▶ [Document]:

• • • • • • •

LIMITED TO 100 COPIES

 

Maiden Voyage Recording Company are thrilled to announce the release of Reaper, the debut album from Cardiff based trio ¡Que Asco!  The album will be released as a hand numbered limited 180g vinyl (including CD) on May 24th.   

 

This far into the 21st Century, the aesthetics of punk-rock have devolved to the point where the music’s essential unforced, unvarnished assault can be easily faked. Some Silicon Valley posh-chops is probably right now cooking up a plug-in that can make rich kids playing instruments their daddy bought ’em sound like street urchins who just broke into Albini’s Electrical Audio studio, the sound and the fury betrayed so it has all the meaning of a pair of faux-vintage ripped 501s with an eye-watering price tag.  But still, even in this debased landscape, there’s still space for a band to make their noise as pure, simple and momentous as they can, and make one hell of an impact. ¡Que Asco! is just such a band, and Reaper, their debut album, is just such a record: the sound of artists describing, explaining and deconstructing the world around them, in plain, powerful language and a sound that’s immediate, untempered and raw.

 

A few pertinent facts about Reaper, then.

 

The recording budget stood at a princely £300, and that was just to hire a rehearsal space for a week, to nail down some vocal overdubs. Otherwise, the album was recorded in the band’s practice space above Cardiff’s transport club. Halfway during the recording process, frontman Joshua Caole needed to have a tooth pulled, and after returning from the dentist’s, half of his face swelled up to twice its normal size, scuppering his ability to sing. Hence the rerecorded vocals. Still, £300. That’s less than Nirvana spent on Bleach, and that was 1988 dollars.

 

¡Que Asco! is very much the band Caole wished he’d been in when he was in high school, but he couldn’t find anyone to help him form that band back then, because they all wanted to play ska-punk instead. Teenagers, huh? Caole went on to pursue a solo career playing alt_folk and country, but the desire to play torn-throat punk-rock with a grudge in its chest is hard to shake, and thus ¡Que Asco! The group taps into Caole’s primal desire to be a rock star, a dream first dreamt when he was a kid and realised he wouldn’t ever be a football star; it also taps into his desire to make the sort of noise-rock that traditionally precludes stardom, but Caole adds that both his solo work and ¡Que Asco! are propelled by his desire to write “the perfect three minute pop song”.

 

Definitely, a number of Reaper’s songs are three minutes or so in length, and possess the raw elements found in much great pop, like hooks, choruses, melodies (the melodies, choruses and hooks in the likes of Drive You Home and John Gotti sink deep like tiger claws), and are, in their own way, perfect. That way being haywire, untutored and visceral. Reaper recalls the full-pelt punk-rock poetics of early Uncle Tupelo, the bruised songcraft of Unwound, the impassioned caterwaul of Squirrel Bait, the bared secrets of Sebadoh. Its songs find new nuance and possibility within the tangle and tear of brittle guitar strings visited by tender abuse.

• • • • • • •

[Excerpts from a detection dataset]
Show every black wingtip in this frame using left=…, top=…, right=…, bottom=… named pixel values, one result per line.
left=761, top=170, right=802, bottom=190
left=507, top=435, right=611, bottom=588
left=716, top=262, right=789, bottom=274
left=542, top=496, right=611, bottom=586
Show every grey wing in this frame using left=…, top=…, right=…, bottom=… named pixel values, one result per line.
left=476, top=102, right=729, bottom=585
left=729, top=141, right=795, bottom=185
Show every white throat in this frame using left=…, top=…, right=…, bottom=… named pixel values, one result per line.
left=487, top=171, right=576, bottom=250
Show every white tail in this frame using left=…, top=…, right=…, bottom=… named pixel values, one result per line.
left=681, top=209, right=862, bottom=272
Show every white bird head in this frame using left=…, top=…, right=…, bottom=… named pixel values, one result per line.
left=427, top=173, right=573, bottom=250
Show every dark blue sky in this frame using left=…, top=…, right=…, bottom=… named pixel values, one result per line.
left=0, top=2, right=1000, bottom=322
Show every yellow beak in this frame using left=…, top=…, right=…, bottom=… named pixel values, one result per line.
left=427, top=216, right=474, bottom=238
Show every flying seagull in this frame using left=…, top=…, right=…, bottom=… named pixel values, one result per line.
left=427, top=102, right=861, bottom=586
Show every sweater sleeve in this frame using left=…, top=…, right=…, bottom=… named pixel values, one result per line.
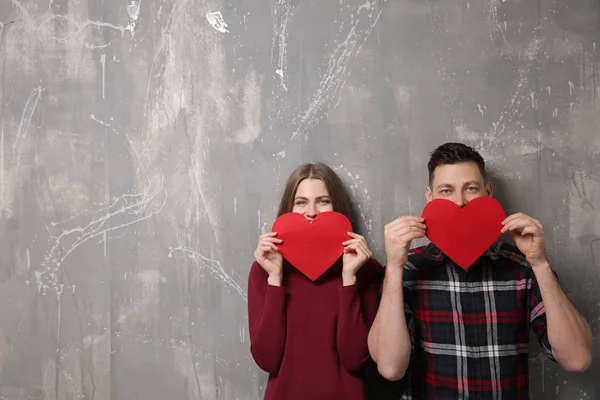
left=248, top=262, right=286, bottom=373
left=336, top=259, right=381, bottom=372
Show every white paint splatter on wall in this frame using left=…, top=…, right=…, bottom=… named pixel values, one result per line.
left=206, top=11, right=229, bottom=33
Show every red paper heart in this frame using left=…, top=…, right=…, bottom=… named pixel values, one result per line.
left=421, top=196, right=506, bottom=270
left=273, top=211, right=352, bottom=281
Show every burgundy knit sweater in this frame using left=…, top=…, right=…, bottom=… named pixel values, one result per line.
left=248, top=258, right=382, bottom=400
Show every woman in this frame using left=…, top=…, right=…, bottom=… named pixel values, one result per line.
left=248, top=163, right=381, bottom=400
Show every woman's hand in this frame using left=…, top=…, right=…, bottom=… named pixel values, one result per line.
left=254, top=232, right=283, bottom=286
left=342, top=232, right=373, bottom=286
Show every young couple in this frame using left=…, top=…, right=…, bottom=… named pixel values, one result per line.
left=248, top=143, right=592, bottom=400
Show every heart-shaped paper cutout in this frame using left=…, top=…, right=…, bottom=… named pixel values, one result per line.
left=272, top=211, right=352, bottom=281
left=421, top=196, right=506, bottom=270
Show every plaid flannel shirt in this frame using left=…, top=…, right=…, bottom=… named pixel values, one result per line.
left=402, top=242, right=554, bottom=400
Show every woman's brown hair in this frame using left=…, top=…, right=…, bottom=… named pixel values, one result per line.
left=277, top=162, right=352, bottom=221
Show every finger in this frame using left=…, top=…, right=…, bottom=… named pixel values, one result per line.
left=502, top=218, right=535, bottom=232
left=260, top=232, right=277, bottom=239
left=521, top=225, right=539, bottom=236
left=344, top=243, right=358, bottom=253
left=391, top=226, right=425, bottom=237
left=348, top=232, right=362, bottom=239
left=385, top=216, right=425, bottom=228
left=502, top=213, right=527, bottom=225
left=261, top=237, right=283, bottom=243
left=260, top=243, right=279, bottom=252
left=387, top=221, right=427, bottom=232
left=358, top=241, right=373, bottom=258
left=405, top=231, right=425, bottom=241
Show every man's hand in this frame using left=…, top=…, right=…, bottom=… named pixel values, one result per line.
left=384, top=216, right=426, bottom=267
left=502, top=213, right=548, bottom=267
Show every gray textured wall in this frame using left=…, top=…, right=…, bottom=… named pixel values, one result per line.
left=0, top=0, right=600, bottom=400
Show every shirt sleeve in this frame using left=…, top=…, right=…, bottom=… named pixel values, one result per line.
left=529, top=271, right=556, bottom=362
left=248, top=262, right=286, bottom=373
left=336, top=259, right=381, bottom=372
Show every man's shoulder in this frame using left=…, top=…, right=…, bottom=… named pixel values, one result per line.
left=487, top=240, right=531, bottom=269
left=404, top=243, right=445, bottom=271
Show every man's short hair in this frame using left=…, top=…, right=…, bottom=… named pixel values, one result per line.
left=427, top=142, right=487, bottom=185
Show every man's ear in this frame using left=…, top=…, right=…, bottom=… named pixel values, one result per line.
left=485, top=181, right=494, bottom=197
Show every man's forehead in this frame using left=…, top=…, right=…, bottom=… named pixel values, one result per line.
left=435, top=180, right=481, bottom=188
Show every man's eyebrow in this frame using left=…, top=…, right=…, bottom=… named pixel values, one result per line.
left=436, top=183, right=452, bottom=189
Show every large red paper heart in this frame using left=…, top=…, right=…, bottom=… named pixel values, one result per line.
left=421, top=196, right=506, bottom=270
left=273, top=211, right=352, bottom=281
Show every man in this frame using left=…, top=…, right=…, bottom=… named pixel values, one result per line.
left=369, top=143, right=592, bottom=399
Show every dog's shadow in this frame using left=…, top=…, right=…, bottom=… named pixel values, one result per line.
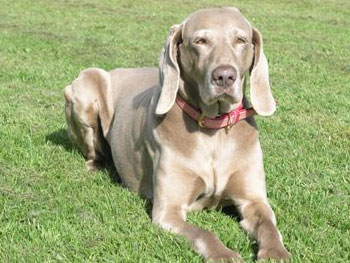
left=45, top=128, right=121, bottom=184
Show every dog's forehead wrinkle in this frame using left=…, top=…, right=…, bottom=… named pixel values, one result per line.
left=185, top=9, right=251, bottom=33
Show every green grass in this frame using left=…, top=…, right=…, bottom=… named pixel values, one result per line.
left=0, top=0, right=350, bottom=263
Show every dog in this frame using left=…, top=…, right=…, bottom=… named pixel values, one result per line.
left=65, top=7, right=290, bottom=262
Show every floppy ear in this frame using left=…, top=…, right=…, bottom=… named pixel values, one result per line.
left=156, top=25, right=182, bottom=115
left=250, top=28, right=276, bottom=116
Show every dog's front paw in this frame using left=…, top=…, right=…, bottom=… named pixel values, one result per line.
left=205, top=251, right=244, bottom=263
left=258, top=246, right=290, bottom=261
left=85, top=160, right=99, bottom=173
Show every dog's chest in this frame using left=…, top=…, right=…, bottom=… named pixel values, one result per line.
left=192, top=135, right=239, bottom=209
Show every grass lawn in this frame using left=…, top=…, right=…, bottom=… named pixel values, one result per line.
left=0, top=0, right=350, bottom=263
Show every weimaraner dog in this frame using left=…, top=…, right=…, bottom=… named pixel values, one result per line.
left=65, top=8, right=290, bottom=262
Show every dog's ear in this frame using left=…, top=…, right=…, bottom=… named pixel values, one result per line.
left=156, top=25, right=182, bottom=115
left=250, top=28, right=276, bottom=116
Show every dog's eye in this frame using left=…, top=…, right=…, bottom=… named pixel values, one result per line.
left=236, top=37, right=248, bottom=44
left=193, top=37, right=208, bottom=45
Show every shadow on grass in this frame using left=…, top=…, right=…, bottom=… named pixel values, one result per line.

• • • • • • •

▶ [Problem statement]:
In the album announcement, why did some vocals on Reaper have to be rerecorded? Answer in one to three sentences.

▶ [Complete response]:
Halfway through recording, frontman Joshua Caole had a tooth pulled, and afterward half of his face swelled up to twice its normal size, which ruined his ability to sing. The band therefore hired a rehearsal space for a week, the whole £300 budget, to nail down vocal overdubs.